__Text shown__
The US Securities and Exchange Commission (SEC) told Coinbase that most of the digital tokens it has listed are unregistered securities that fall under its jurisdiction and it should delist them all. In a recent interview with the Financial Times, Coinbase CEO Brian Armstrong revealed that the SEC asked his company to stop trading in all cryptocurrencies other than Bitcoin, before suing the exchange in June for operating as an unregistered securities broker.

SEC makes a distinction between Bitcoin and other cryptos.

While the SEC has not provided a clear explanation of how it determines which cryptocurrencies are securities, the legal framework provided by the Howey test does this quite explicitly. Derived from a 1946 Supreme Court case the Howey Test has 4 requirements:

  1. Investment of money.
  2. In a common enterprise.
  3. With the expectation of profit.
  4. From the efforts of others.

What are the arguments supporting the SEC’s position?

The SEC argues that its enforcement actions are necessary to protect investors from fraud and manipulation in the crypto market, which it considers to be a “Wild West” with no rules or oversight. The SEC also claims that it is upholding the rule of law and ensuring a level playing field for all market participants, regardless of the technology or innovation involved.

Some of the arguments in favour of the SEC’s position are:

  • The SEC is fulfilling its statutory mandate to regulate securities markets and safeguard investors’ interests.
  • It is providing clarity and certainty to the crypto industry by applying existing securities laws and precedents.
  • The SEC is preventing unfair and abusive practices by crypto issuers and platforms that may harm investors or undermine market integrity.

What are the arguments opposing the SEC’s position?

The crypto industry and its supporters have been challenging the SEC’s position, arguing that it is stifling innovation and growth in the crypto space, which they see as a new frontier of technological and financial development.

Some of the arguments against the SEC’s position are:

  • It is overstepping its authority and jurisdiction by applying securities laws to cryptocurrencies that are not securities but commodities, currencies, or utility tokens.
  • The SEC is hindering innovation and competition by imposing excessive and outdated regulations on crypto projects that are not comparable to traditional securities offerings.
  • Regulatory ambiguity is creating confusion and uncertainty by failing to provide clear and consistent guidance on how it classifies and regulates cryptocurrencies.
  • The SEC is harming investors and consumers by limiting their access and choice to crypto products and services that offer more efficiency, transparency, and inclusion than traditional financial systems.

__Point labeling items__
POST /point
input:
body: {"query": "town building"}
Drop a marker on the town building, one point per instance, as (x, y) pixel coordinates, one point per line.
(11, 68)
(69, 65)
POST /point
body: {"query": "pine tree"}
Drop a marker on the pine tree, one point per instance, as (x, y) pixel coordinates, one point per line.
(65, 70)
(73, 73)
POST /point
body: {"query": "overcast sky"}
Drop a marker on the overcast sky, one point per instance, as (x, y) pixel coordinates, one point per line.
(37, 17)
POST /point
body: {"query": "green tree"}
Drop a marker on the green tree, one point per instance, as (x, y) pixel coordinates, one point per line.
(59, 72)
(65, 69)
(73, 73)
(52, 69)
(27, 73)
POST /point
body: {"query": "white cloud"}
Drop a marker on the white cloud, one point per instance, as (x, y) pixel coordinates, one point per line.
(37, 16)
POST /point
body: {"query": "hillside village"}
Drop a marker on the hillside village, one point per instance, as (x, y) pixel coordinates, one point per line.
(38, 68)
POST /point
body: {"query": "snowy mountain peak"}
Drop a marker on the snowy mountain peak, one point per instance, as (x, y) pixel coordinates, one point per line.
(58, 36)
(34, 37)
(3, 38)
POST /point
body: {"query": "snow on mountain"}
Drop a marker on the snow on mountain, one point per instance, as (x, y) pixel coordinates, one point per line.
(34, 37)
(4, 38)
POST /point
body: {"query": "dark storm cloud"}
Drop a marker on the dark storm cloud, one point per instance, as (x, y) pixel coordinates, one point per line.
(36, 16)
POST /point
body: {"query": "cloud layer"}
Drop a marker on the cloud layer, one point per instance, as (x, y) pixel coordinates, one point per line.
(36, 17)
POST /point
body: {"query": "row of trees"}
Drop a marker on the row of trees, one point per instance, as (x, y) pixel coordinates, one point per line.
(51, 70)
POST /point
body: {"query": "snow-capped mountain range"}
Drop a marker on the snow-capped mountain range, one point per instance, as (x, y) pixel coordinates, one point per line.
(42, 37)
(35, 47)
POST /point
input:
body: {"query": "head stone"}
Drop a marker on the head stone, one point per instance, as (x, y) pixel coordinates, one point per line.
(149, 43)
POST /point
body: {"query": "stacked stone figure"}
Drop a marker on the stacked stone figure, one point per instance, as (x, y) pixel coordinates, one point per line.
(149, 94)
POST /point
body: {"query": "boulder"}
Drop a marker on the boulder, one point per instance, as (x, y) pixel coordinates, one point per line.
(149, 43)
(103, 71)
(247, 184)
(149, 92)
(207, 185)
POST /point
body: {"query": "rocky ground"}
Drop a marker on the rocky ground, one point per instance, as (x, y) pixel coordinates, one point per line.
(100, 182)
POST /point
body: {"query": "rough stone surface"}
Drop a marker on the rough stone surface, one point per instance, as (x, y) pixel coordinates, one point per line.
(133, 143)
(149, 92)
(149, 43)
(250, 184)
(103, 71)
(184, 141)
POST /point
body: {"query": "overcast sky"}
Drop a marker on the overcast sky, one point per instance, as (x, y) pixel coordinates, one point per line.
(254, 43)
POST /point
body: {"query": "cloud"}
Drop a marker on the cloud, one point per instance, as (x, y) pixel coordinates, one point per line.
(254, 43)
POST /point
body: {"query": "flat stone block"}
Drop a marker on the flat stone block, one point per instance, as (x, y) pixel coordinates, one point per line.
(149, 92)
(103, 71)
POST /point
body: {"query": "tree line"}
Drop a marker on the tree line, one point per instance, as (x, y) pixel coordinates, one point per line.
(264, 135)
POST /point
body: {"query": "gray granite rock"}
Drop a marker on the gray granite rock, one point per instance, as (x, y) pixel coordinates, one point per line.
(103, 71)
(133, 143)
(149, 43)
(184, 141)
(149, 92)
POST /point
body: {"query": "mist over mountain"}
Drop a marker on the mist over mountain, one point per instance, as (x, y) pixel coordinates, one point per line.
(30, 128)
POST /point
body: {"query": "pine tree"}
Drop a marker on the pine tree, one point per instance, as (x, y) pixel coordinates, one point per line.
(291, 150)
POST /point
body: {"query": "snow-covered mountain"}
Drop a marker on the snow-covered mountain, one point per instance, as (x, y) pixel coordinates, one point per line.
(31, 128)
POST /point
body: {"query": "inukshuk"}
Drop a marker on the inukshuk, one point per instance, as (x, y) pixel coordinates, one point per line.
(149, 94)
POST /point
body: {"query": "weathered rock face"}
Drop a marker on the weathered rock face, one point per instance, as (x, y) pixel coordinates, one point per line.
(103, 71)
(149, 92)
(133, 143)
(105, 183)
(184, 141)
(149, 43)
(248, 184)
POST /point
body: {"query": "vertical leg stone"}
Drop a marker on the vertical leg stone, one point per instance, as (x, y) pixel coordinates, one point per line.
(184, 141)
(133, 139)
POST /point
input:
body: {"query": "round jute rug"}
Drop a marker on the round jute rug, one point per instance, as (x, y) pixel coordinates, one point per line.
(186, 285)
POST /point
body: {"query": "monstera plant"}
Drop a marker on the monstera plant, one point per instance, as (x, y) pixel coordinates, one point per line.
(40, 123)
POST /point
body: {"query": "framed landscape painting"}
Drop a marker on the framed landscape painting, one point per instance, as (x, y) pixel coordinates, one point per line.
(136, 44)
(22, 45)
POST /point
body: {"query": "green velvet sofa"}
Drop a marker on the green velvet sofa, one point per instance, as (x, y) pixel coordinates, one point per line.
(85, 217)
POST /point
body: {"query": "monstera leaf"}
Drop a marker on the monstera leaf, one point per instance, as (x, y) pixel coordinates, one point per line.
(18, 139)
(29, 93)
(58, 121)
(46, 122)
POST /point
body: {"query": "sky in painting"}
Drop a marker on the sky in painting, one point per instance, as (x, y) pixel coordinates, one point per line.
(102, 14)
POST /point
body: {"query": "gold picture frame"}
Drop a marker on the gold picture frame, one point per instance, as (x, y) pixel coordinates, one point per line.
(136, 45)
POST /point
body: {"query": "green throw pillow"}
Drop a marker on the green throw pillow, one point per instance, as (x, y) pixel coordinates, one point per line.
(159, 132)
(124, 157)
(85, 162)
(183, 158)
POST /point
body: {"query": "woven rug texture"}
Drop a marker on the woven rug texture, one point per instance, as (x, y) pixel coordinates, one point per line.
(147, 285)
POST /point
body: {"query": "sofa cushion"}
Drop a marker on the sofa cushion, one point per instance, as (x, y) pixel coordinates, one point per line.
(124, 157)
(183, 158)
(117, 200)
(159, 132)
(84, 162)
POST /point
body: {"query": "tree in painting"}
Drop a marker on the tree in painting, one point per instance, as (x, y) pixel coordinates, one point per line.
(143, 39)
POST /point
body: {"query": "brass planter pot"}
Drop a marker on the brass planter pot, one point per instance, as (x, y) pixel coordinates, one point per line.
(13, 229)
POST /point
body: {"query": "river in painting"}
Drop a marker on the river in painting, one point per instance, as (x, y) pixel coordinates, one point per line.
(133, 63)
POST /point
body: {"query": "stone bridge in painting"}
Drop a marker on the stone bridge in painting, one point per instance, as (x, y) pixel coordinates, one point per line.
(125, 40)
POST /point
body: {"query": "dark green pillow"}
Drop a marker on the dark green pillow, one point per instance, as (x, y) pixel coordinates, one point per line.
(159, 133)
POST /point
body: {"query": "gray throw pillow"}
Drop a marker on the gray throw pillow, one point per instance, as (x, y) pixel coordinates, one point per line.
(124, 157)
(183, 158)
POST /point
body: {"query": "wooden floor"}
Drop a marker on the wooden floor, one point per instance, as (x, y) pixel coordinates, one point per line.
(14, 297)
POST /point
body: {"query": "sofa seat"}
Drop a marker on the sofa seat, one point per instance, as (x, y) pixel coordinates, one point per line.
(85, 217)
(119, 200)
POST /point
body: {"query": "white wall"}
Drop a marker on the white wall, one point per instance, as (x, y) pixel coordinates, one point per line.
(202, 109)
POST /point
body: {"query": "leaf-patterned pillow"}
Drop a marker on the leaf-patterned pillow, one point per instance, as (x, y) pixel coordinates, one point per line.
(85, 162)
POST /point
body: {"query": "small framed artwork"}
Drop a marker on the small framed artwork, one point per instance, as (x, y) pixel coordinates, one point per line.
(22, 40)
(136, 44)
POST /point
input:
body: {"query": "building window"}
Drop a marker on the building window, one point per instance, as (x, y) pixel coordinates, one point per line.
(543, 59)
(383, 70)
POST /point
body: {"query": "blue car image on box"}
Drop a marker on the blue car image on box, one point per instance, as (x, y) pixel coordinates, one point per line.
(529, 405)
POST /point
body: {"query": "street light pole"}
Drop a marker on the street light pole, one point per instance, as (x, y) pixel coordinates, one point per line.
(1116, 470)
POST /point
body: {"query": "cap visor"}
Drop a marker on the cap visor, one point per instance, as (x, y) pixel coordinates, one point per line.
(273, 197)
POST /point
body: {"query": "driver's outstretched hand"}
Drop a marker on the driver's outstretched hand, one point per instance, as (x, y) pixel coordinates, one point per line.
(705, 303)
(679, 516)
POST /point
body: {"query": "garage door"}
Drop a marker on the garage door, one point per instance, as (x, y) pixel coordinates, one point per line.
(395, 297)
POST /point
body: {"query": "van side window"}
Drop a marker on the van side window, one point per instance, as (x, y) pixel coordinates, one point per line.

__What is required__
Do these statements agree with the article on the SEC and Coinbase? Answer yes or no for each, quoting the deciding words. 1. The Howey test comes from a 1946 Supreme Court case. 2. The SEC has given a clear explanation of how it decides which cryptocurrencies are securities. 3. The SEC sued Coinbase in June. The items have nothing to do with this.

__Task answer__
1. Yes: "Derived from a 1946 Supreme Court case the Howey Test has 4 requirements"
2. No: "the SEC has not provided a clear explanation of how it determines which cryptocurrencies are securities"
3. Yes: "before suing the exchange in June for operating as an unregistered securities broker"